OBJECTIVE 1>
Translate this sentence from the excerpt about the cat and the bird into Spanish: "Several hours and much ado later, we had successfully moved the bed a whole five feet across the room."

# PAGE EXCERPT start

My husband shrugged. “Take it apart. Reassemble it so it’s facing the window.”

Several hours and much ado later, we had successfully moved the bed a whole five feet across the room.

However, we had severely underestimated our cat’s resolve to visit with the damn bird.

The next time we heard the taunting CAW! from outside the window, my husband and I shared a smug smile, knowing we had solved the problem. Number One was desperate to get up to the window and paced on the floor underneath it. Eventually, she decided to muster the courage to jump up to the window sill. She backed away from the wall a bit, squatted down, mustering all of her kitty jumping power, the sprung up into the air… and then went smack into the wall. She scampered off defeated.

Although her first attempt was unsuccessful, the bird kept coming back, and she kept trying to jump up to the window. She made it about once every three tries. The bird would fly away when he saw a person, so going to the window to yank the cat away would also scare away the bird. I also tried going outside and chasing the bird away from the lane, but he kept coming back.

Now we not only had to deal with the constant annoyance of the bird screaming right outside our window, but our cat was going to seriously injure or even kill herself trying to get up to the windowsill.

# PAGE EXCERPT end

OBJECTIVE 2>
Rewrite the part of the records that opens with the line containing "Target: man's finger" and closes with the line containing "x=304, y=64". Replace "man's" with "groom's" and leave everything else unchanged.

# RECORD LIST start

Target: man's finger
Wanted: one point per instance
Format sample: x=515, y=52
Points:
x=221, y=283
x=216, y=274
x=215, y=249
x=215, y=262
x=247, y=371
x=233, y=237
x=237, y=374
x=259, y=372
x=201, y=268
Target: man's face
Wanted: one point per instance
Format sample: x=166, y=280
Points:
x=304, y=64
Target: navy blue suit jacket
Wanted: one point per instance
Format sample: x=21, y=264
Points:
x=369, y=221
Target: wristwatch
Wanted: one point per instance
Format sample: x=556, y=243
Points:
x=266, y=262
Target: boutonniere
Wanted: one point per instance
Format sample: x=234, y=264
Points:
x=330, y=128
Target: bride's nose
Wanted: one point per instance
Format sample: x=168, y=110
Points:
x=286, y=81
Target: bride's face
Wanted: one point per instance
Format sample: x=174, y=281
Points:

# RECORD LIST end
# RECORD LIST start

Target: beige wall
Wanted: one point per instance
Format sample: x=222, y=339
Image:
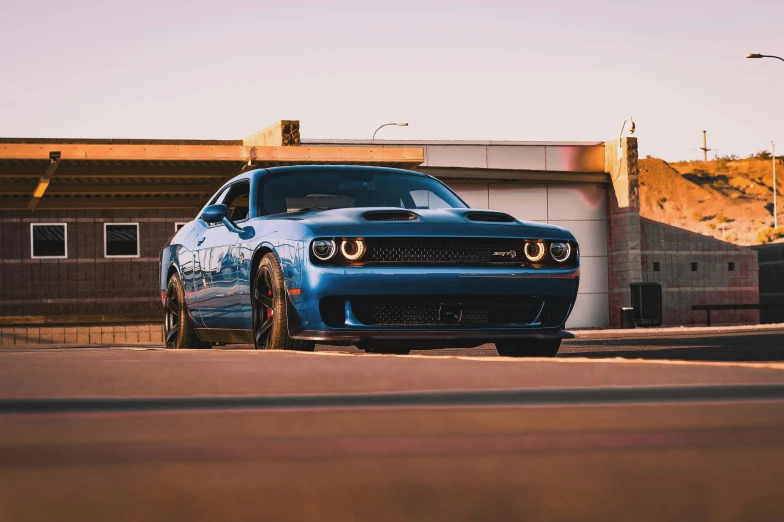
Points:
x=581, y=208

# RECORD LIST end
# RECORD LIST start

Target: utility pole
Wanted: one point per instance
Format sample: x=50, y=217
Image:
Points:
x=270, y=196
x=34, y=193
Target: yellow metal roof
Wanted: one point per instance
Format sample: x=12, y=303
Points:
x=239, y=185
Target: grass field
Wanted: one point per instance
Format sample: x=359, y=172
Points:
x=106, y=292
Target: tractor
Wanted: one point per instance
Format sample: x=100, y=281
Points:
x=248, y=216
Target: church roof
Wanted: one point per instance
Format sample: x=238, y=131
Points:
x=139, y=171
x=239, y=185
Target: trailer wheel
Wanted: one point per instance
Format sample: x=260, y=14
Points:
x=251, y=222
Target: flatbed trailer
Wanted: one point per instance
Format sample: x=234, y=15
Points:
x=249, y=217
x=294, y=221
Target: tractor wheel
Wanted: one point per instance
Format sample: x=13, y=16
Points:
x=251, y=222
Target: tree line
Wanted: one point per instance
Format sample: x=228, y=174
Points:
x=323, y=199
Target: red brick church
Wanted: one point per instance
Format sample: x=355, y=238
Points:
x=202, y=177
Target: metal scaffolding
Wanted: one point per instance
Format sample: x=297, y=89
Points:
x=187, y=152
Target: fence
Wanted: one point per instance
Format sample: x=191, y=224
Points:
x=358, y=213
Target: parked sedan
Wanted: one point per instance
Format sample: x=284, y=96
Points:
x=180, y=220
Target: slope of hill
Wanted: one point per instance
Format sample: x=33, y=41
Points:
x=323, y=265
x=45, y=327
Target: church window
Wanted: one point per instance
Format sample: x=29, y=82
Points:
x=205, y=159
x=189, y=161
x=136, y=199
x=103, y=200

# RECORD LIST end

TASK SOLUTION 1>
Varias horas y mucho alboroto después, habíamos logrado mover la cama nada menos que cinco pies a través de la habitación.

TASK SOLUTION 2>
Target: groom's finger
Wanted: one point per instance
Format sample: x=515, y=52
Points:
x=221, y=283
x=216, y=274
x=215, y=249
x=215, y=262
x=247, y=371
x=233, y=237
x=237, y=374
x=259, y=372
x=201, y=268
Target: groom's face
Wanted: one point per instance
Format sample: x=166, y=280
Points:
x=304, y=64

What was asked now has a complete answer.